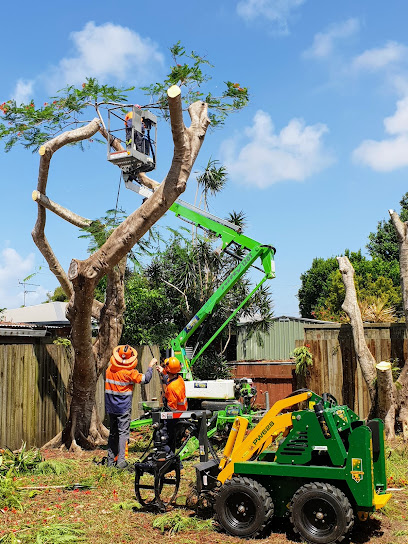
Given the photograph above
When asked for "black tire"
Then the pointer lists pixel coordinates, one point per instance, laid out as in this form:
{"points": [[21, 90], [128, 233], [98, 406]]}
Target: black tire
{"points": [[243, 507], [321, 513]]}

-- -- --

Nothing but the line with "Then the pointer" and the lines after it, through the end of the material, should appear in the output, word for word.

Then the pointer lists pixel coordinates, one point per instance, laid out as in this form:
{"points": [[21, 90], [128, 233], [98, 406]]}
Target: black tire
{"points": [[243, 507], [321, 513]]}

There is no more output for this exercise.